Gather every line of the records below that contains the word "gravel", and copy each such line unchanged. Case counts.

___ INPUT ROWS ___

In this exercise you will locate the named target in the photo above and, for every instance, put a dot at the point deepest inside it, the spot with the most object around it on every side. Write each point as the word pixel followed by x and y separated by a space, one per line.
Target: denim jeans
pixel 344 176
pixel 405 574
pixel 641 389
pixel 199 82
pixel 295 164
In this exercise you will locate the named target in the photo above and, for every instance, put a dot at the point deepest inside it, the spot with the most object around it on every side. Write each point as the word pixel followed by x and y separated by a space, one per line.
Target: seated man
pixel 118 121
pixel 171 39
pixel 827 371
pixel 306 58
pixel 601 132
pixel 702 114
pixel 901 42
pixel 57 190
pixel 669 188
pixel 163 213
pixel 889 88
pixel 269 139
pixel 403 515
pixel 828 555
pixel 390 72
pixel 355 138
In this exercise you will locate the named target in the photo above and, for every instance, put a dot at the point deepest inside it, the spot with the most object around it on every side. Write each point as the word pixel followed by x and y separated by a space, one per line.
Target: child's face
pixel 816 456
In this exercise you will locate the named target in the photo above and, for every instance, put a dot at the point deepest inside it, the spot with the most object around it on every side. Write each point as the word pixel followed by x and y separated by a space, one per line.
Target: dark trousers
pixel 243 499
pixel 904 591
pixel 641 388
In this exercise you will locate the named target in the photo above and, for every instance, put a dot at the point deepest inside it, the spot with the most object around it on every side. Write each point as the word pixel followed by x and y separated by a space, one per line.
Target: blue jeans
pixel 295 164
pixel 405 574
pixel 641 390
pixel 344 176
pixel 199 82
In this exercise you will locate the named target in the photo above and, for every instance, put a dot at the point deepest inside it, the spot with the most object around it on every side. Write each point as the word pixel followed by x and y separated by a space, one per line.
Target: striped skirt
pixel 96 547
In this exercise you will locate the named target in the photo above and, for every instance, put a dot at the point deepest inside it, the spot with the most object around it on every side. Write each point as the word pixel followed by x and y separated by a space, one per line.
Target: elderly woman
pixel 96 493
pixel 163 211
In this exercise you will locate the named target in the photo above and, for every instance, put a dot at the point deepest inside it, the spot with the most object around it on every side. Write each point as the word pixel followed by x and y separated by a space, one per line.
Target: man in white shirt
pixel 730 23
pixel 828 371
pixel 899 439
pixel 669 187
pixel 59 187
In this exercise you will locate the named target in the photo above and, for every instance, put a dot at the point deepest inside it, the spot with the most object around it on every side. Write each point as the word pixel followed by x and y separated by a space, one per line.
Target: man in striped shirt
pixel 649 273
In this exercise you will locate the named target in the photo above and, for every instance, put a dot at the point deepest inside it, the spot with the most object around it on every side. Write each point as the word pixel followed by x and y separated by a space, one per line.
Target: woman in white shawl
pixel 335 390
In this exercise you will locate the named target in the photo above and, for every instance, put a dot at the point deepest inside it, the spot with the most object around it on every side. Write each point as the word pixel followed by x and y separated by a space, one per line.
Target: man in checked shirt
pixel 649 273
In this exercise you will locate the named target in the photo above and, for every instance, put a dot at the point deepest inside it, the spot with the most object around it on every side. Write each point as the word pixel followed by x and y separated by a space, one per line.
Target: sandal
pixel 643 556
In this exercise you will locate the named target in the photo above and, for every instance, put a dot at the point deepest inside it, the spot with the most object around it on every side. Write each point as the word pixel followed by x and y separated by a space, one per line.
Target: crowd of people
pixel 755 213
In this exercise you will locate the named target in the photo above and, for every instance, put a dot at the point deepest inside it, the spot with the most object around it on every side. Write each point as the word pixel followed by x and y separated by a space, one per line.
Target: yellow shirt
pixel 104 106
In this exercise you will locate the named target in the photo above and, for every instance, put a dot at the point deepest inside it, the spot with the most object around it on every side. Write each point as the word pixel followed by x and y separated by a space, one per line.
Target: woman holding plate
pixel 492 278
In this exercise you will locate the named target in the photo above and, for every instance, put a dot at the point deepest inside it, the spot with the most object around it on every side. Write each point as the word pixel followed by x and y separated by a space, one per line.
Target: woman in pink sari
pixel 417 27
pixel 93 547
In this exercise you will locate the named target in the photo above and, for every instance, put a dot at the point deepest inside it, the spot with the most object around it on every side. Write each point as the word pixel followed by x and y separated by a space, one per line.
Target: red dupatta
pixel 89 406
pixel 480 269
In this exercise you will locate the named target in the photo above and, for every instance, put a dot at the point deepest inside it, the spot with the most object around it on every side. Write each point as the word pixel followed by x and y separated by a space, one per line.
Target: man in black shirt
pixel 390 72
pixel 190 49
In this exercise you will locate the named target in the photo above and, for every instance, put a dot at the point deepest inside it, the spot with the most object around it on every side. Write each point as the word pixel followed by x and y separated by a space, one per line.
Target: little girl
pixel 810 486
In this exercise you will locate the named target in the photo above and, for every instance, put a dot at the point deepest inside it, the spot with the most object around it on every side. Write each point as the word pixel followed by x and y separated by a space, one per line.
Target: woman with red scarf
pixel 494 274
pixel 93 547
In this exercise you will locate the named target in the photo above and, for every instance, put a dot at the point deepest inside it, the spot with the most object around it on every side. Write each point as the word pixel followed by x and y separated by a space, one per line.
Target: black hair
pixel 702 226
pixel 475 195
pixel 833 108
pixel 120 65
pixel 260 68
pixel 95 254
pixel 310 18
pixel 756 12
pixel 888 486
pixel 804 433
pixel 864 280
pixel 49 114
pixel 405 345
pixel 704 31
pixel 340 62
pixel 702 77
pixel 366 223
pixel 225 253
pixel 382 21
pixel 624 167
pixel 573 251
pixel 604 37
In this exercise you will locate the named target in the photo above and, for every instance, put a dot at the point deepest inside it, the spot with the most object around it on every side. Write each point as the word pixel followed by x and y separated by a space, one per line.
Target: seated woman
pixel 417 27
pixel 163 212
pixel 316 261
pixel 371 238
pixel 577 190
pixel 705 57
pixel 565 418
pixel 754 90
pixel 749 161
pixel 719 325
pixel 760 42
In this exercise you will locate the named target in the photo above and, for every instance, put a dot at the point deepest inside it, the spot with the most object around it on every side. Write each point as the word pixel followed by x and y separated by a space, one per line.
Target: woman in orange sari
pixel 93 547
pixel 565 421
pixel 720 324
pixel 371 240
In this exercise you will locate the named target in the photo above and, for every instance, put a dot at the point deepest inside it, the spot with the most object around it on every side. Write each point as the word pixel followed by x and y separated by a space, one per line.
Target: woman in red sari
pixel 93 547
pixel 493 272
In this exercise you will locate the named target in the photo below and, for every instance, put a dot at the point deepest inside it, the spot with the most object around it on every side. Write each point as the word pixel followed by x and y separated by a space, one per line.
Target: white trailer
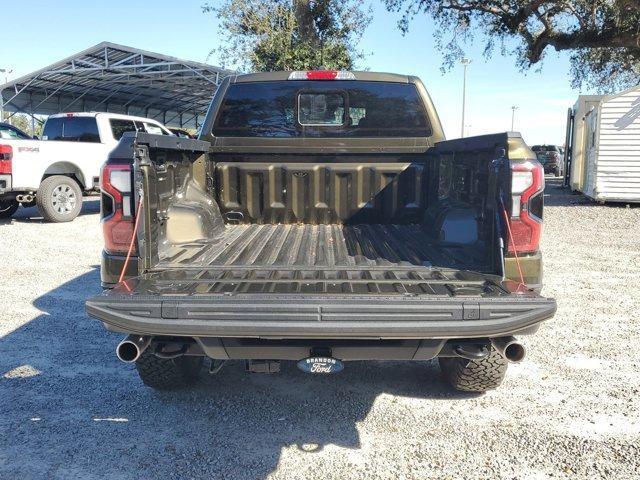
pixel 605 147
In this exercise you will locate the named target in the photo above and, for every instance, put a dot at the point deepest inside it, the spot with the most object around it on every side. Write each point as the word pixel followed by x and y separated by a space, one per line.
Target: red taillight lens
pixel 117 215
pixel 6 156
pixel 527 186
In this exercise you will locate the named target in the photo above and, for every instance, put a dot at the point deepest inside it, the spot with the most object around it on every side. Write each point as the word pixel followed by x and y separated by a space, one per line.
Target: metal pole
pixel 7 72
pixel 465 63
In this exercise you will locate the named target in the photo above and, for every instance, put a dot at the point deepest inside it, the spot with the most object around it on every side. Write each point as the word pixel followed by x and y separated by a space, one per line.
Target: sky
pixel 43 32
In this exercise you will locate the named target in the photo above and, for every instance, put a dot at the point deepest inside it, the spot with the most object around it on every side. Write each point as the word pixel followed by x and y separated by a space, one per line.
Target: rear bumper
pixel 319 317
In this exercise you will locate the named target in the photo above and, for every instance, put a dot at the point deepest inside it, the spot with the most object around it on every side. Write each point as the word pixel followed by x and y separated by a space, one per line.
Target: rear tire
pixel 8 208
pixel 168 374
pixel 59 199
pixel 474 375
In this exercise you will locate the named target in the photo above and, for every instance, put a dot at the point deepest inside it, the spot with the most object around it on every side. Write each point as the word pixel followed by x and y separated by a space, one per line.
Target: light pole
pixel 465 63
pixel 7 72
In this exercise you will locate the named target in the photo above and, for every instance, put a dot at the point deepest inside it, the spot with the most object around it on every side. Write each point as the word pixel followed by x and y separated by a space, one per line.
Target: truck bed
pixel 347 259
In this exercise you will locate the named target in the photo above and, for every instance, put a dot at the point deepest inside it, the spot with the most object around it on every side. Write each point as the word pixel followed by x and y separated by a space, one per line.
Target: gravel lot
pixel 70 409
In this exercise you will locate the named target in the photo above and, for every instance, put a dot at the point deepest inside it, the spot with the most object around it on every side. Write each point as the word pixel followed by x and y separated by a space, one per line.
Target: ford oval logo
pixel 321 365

___
___ INPUT ROWS ___

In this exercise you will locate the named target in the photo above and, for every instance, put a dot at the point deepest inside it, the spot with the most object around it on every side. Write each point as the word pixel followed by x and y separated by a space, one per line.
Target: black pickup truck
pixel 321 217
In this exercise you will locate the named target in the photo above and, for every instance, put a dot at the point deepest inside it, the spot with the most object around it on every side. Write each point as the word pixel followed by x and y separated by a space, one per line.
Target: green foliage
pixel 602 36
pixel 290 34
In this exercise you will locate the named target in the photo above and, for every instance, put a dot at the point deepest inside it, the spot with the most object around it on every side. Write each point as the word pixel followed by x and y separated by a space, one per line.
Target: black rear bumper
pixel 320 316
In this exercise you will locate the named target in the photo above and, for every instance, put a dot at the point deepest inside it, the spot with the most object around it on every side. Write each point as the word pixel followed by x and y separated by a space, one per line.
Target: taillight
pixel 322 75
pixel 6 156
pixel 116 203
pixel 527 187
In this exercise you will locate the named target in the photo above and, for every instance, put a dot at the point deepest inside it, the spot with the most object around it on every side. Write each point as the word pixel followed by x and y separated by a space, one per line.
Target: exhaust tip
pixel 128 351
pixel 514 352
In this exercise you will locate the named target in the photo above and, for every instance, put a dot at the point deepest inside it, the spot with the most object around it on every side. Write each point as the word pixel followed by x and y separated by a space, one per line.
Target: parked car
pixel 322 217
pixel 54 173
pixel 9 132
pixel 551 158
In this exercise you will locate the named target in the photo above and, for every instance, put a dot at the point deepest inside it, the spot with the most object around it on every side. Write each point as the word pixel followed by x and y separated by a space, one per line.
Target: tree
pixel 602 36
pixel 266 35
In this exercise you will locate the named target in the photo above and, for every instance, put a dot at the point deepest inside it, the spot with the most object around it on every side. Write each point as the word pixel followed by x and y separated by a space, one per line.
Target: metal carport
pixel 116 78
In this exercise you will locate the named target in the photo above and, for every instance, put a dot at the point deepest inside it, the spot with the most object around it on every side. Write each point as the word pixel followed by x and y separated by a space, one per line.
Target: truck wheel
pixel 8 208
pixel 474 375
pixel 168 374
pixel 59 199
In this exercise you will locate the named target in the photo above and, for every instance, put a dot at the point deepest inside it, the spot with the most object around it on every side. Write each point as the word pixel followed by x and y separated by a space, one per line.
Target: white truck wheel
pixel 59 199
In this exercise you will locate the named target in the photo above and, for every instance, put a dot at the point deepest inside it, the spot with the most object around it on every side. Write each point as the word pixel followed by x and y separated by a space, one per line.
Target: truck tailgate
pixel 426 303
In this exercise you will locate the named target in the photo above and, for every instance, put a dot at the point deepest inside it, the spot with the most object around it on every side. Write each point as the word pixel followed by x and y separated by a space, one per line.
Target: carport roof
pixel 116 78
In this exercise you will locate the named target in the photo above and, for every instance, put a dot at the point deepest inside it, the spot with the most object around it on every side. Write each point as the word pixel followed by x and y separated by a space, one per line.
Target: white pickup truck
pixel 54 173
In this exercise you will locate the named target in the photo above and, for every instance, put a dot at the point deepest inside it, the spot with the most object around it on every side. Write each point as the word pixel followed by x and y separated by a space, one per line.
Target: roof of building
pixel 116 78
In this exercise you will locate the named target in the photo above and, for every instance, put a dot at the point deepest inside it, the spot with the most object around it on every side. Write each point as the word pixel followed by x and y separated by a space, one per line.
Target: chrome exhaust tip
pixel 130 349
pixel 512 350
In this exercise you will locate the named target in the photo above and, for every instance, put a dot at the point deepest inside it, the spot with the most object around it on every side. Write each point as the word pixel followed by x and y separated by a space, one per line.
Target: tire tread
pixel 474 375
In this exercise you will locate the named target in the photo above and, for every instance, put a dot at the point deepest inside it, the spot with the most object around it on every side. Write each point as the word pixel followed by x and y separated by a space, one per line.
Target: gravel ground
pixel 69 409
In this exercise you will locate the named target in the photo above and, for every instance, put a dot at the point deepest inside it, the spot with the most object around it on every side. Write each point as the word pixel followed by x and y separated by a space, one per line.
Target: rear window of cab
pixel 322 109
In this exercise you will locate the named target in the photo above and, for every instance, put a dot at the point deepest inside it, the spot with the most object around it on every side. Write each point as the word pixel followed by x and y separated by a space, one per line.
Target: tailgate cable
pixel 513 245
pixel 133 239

___

- [SOLUTION FOR THIS TASK]:
Target: gravel lot
Target: gravel ground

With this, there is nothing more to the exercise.